→ Entries shown:
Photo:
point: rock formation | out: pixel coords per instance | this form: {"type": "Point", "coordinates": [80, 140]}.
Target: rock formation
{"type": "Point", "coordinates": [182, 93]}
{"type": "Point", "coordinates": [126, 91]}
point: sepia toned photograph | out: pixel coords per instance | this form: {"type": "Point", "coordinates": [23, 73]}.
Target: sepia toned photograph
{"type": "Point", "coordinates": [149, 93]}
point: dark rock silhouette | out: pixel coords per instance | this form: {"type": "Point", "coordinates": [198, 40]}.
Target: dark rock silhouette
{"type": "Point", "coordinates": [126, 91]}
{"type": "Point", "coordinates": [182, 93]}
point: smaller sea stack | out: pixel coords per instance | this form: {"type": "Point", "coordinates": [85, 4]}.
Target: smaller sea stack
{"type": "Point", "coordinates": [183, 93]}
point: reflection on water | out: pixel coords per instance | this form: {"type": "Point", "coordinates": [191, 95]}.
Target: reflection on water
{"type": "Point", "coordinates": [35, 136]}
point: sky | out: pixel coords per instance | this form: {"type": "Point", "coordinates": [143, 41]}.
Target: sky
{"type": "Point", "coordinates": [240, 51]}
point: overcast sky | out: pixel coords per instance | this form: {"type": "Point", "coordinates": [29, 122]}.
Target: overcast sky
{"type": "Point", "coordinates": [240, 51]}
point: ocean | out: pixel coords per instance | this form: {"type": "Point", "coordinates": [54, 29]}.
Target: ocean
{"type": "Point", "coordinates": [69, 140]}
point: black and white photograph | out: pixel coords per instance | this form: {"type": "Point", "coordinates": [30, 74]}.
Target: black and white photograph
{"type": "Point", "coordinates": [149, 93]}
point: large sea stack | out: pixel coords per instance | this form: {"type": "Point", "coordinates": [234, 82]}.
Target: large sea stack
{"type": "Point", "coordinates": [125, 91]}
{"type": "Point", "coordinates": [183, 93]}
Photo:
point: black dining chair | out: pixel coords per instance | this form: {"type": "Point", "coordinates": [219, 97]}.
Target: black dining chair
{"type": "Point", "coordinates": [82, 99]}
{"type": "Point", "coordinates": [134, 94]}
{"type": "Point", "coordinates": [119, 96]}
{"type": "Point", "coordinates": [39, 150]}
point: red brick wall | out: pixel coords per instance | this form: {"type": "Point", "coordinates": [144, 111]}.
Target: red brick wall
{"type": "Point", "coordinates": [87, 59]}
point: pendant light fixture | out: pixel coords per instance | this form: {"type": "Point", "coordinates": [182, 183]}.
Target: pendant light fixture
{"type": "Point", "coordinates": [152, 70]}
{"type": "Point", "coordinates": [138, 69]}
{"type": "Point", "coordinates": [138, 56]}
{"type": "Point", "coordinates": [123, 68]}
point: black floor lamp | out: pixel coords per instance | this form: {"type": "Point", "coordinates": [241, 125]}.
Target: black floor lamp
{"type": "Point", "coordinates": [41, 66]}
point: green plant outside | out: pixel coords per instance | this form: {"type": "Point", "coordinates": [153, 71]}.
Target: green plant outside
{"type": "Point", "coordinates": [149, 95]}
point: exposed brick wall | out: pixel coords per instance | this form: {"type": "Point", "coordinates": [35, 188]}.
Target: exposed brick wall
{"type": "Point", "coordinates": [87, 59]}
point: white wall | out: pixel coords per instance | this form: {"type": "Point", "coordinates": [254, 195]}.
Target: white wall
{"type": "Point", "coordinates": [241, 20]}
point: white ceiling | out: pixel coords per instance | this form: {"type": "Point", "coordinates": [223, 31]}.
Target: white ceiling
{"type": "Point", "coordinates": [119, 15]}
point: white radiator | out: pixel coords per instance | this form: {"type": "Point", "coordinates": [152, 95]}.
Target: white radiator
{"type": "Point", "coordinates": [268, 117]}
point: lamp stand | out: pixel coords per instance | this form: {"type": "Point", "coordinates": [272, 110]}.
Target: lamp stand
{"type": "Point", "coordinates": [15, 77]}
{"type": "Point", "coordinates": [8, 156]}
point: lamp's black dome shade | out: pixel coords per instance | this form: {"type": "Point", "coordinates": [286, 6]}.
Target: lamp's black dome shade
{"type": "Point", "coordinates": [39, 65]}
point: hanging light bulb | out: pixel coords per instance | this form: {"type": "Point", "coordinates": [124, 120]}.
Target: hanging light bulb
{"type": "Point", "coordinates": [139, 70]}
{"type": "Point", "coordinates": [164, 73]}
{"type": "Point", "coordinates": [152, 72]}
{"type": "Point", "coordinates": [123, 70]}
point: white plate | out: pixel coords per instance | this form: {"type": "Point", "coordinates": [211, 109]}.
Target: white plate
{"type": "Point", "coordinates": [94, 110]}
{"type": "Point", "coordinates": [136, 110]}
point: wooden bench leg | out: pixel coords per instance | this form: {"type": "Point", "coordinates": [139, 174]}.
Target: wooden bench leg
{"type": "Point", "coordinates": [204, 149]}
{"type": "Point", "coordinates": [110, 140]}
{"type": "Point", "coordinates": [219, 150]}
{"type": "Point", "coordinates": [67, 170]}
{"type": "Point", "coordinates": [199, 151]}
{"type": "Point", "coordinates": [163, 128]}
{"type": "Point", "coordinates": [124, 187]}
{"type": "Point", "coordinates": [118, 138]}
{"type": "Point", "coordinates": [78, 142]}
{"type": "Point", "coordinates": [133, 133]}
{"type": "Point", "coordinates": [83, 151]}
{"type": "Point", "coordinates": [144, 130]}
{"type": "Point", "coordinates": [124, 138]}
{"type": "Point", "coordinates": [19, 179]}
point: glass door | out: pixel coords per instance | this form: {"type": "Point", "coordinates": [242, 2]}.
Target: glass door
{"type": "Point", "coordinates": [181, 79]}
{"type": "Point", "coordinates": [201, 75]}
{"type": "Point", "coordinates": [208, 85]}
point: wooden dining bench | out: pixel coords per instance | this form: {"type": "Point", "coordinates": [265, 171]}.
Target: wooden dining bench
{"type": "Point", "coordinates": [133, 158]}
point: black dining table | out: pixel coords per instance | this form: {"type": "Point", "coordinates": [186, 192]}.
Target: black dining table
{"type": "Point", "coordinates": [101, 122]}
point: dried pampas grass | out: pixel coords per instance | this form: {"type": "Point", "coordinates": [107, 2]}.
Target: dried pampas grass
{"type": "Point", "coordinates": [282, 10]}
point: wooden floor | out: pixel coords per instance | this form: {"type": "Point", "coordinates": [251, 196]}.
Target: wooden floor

→ Instruction:
Copy only the stretch running from the line containing "point: glass door" to the final line of the entries, both ends included, exactly as it stands.

→ Final result:
point: glass door | out: pixel coords per instance | this form: {"type": "Point", "coordinates": [242, 2]}.
Target: glass door
{"type": "Point", "coordinates": [181, 79]}
{"type": "Point", "coordinates": [201, 75]}
{"type": "Point", "coordinates": [208, 85]}
point: wooden dining bench | out: pixel coords per instance | this form: {"type": "Point", "coordinates": [265, 171]}.
Target: wooden dining bench
{"type": "Point", "coordinates": [133, 158]}
point: black dining table | out: pixel coords per instance | this form: {"type": "Point", "coordinates": [186, 192]}.
Target: black dining table
{"type": "Point", "coordinates": [101, 122]}
point: dried pampas grass | out: pixel coords per instance | this form: {"type": "Point", "coordinates": [107, 2]}.
Target: dried pampas grass
{"type": "Point", "coordinates": [282, 10]}
point: wooden floor | out: pixel coords per instance | this form: {"type": "Point", "coordinates": [251, 196]}.
Target: wooden floor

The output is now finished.